** Given task **
Convert the lines below into a two-column CSV with the header text,answer, giving one row for each line of text paired with all the coordinate lines that follow it. Put both values in double quotes and replace any line breaks inside a field with spaces.

** Data for the task **
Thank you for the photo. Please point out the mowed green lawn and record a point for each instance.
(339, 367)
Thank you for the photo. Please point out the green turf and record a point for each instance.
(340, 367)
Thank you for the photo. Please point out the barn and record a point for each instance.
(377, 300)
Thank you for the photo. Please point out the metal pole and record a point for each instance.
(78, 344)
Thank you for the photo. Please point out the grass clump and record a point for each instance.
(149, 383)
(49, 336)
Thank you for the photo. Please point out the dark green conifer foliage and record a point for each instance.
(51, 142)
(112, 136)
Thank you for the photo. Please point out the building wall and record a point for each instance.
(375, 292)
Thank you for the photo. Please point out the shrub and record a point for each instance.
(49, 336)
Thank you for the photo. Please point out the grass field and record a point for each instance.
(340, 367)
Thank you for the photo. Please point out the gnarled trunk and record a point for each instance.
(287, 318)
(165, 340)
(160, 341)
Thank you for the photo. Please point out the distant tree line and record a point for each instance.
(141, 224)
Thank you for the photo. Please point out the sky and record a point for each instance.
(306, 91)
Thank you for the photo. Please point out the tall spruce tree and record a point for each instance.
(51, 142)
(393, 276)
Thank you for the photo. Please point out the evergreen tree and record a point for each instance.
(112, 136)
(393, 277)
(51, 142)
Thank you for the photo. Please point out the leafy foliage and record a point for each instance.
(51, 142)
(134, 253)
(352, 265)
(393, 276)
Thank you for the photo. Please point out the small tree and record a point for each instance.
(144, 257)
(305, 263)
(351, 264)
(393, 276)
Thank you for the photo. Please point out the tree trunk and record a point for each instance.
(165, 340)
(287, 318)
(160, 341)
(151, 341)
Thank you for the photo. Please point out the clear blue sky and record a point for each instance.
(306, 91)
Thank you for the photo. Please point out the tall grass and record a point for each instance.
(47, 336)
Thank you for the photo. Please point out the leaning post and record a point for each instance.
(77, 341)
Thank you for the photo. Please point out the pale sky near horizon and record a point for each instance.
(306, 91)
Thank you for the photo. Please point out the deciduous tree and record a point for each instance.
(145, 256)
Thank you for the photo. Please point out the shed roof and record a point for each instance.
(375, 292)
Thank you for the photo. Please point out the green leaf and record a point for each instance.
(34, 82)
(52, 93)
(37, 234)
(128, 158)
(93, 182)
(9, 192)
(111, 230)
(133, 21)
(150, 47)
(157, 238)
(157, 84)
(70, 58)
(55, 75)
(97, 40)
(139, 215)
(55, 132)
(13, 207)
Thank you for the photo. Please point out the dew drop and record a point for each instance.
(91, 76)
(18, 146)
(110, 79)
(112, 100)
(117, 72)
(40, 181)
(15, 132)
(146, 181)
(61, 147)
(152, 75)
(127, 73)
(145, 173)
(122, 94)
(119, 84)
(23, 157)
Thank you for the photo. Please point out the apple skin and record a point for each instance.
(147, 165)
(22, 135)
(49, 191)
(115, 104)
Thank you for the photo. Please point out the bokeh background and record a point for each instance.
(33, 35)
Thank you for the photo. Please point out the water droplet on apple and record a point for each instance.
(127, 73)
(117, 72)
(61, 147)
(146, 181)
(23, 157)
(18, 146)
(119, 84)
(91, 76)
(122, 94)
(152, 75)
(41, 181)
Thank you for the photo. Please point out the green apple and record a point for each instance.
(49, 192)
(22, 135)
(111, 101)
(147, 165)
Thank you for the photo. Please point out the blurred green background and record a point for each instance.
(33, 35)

** Result **
text,answer
"Thank you for the photo. Please point out the mowed green lawn and record a point for each instance.","(339, 367)"
"Thank you for the photo. Please point out the green turf and record a point for each instance.","(340, 367)"
"Thank you for the photo. Please point out the barn and record a point for each instance.","(377, 300)"
"Thank you for the photo. Please point out the metal pole and record a point for each instance.","(78, 344)"
"Thank you for the photo. Please point out the grass clump and record a point for each instance.","(149, 383) (49, 336)"
"Thank you for the photo. Please point out the dark green conifer foliage and record a point for each instance.","(51, 142) (112, 136)"
"Thank you for the photo. Please point out the building wall and record a point for each instance.","(375, 292)"
"Thank you for the photo. Please point out the shrub and record a point for each instance.","(49, 336)"
"Thank you for the photo. Please point out the grass field and record a point for each instance.","(340, 367)"
"Thank you for the photo. Please point out the gnarled trunk and record a point for each instance.","(287, 318) (165, 340) (160, 341)"
"Thank you for the photo. Please point out the distant tree line and record a point for each instance.","(141, 224)"
"Thank you for the photo. Please point out the sky and record a point for each instance.","(306, 91)"
"Thank you for the photo. Please point out the tall spruce tree and record a point for each instance.","(51, 142) (393, 276)"
"Thank you for the photo. Please point out the evergreen tree and record a point for each instance.","(112, 136) (393, 277) (51, 142)"
"Thank you for the photo. Please point out the leafy foliage and record a point for each instance.","(51, 142) (134, 253) (352, 265) (393, 276)"
"Thank you for the photo. Please point out the small tree and record a point for each instance.","(144, 257) (305, 263) (351, 264) (393, 276)"
"Thank you for the photo. Please point out the tree trunk and record a point for each instance.","(165, 340) (287, 318) (160, 341) (151, 341)"
"Thank you for the photo. Please point out the clear blue sky and record a point for each instance.","(306, 91)"
"Thank you for the photo. Please point out the tall grass and record a point for each instance.","(47, 336)"
"Thank you for the photo. Please point out the leaning post and record a point for each instance.","(77, 341)"
"Thank you for the photo. Please point out the pale sky near horizon and record a point for each instance.","(306, 91)"
"Thank you for the photo. Please point out the deciduous tree and record a point for each instance.","(145, 256)"
"Thank you for the photo. Please point out the shed roof and record a point for each instance.","(375, 292)"
"Thank you for the photo. Please point out the green leaf and record a point for each instance.","(34, 82) (52, 93) (37, 234) (128, 158) (93, 182) (9, 192) (111, 230) (133, 21) (150, 47) (157, 238) (157, 84) (70, 58) (55, 75) (97, 40) (139, 215) (55, 132) (13, 207)"
"Thank you for the photo. Please point out the dew drop and record a point for each instance.","(91, 76) (18, 146) (110, 79) (112, 100) (117, 72) (40, 181) (15, 132) (146, 181) (61, 147) (152, 75) (127, 73) (145, 173) (122, 94) (119, 84) (23, 157)"
"Thank you for the photo. Please point out the apple skin and record a point for each instance.","(147, 165) (22, 135) (49, 191) (115, 104)"
"Thank you for the photo. Please point out the bokeh background and record a point for each instance.","(33, 35)"
"Thank you for the photo. Please point out the water droplet on apple and record a point for each instance.","(127, 73) (117, 72) (61, 147) (146, 181) (23, 157) (18, 146) (119, 84) (91, 76) (122, 94) (152, 75) (41, 181)"
"Thank you for the photo. Please point out the green apple and record a point for each instance.","(49, 192) (22, 135) (111, 101) (147, 165)"
"Thank you for the photo. Please point out the blurred green background and record a point for each instance.","(33, 35)"